─── Teks Bacaan

2. Dampak Nyata Kasus
- Brasil (skandal Petrobras): suap & penggelembungan kontrak merugikan sekitar R$ 6,2 miliar (0,13 % PDB) dan memangkas investasi BUMN energi itu hingga 2 % PDB.
- Italia (kereta cepat Milan–Firenze): rata‑rata cost overrun proyek rel kecepatan tinggi mencapai 216 %, garis tertentu melonjak 917 %.
- Afrika Selatan (mega‑korupsi RailCorp): dugaan penyelewengan US$ 7 miliar (≈2 % PDB).
- Kerentanan iklim: kerusakan tahunan infrastruktur transportasi global diproyeksi miliaran dolar; beban terbesar menimpa negara berpendapatan tinggi karena stok aset yang besar.
3. Faktor Pendorong Efisiensi
- Kualitas kelembagaan PIMA berbanding lurus dengan efisiensi: kenaikan satu poin skor PIMA meningkatkan efisiensi hingga 0,3 poin.

──────
─── Cuplikan Data

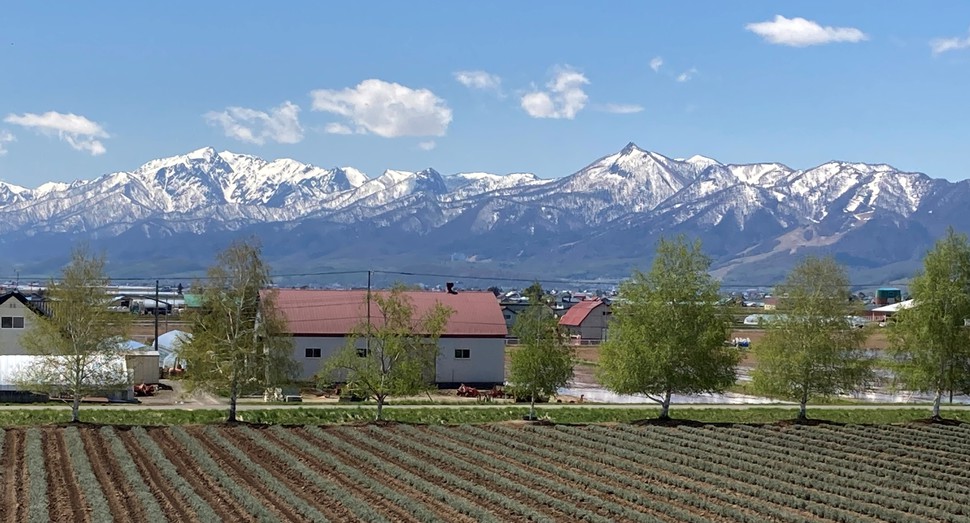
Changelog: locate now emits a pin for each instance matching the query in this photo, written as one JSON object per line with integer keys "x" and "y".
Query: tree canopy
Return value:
{"x": 667, "y": 333}
{"x": 543, "y": 362}
{"x": 79, "y": 341}
{"x": 393, "y": 351}
{"x": 812, "y": 349}
{"x": 239, "y": 344}
{"x": 930, "y": 341}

──────

• **Kegiatan 1**:
Jawablah pertanyaan berikut berdasarkan teks bacaan.
(a) Berapa rata-rata cost overrun proyek rel kecepatan tinggi di Italia?
(b) Berapa nilai dugaan penyelewengan dalam mega-korupsi RailCorp di Afrika Selatan?
(c) Kenaikan satu poin skor PIMA dapat meningkatkan efisiensi hingga berapa poin?
• **Kegiatan 2**: Tampilkan secara persis bagian teks bacaan yang dimulai dengan "2. Dampak Nyata" dan berlanjut hingga "hingga 2 % PDB.".

• **Area Jawaban 1**:
(a) 216 %
(b) US$ 7 miliar (≈2 % PDB)
(c) 0,3 poin

• **Area Jawaban 2**:
2. Dampak Nyata Kasus
- Brasil (skandal Petrobras): suap & penggelembungan kontrak merugikan sekitar R$ 6,2 miliar (0,13 % PDB) dan memangkas investasi BUMN energi itu hingga 2 % PDB.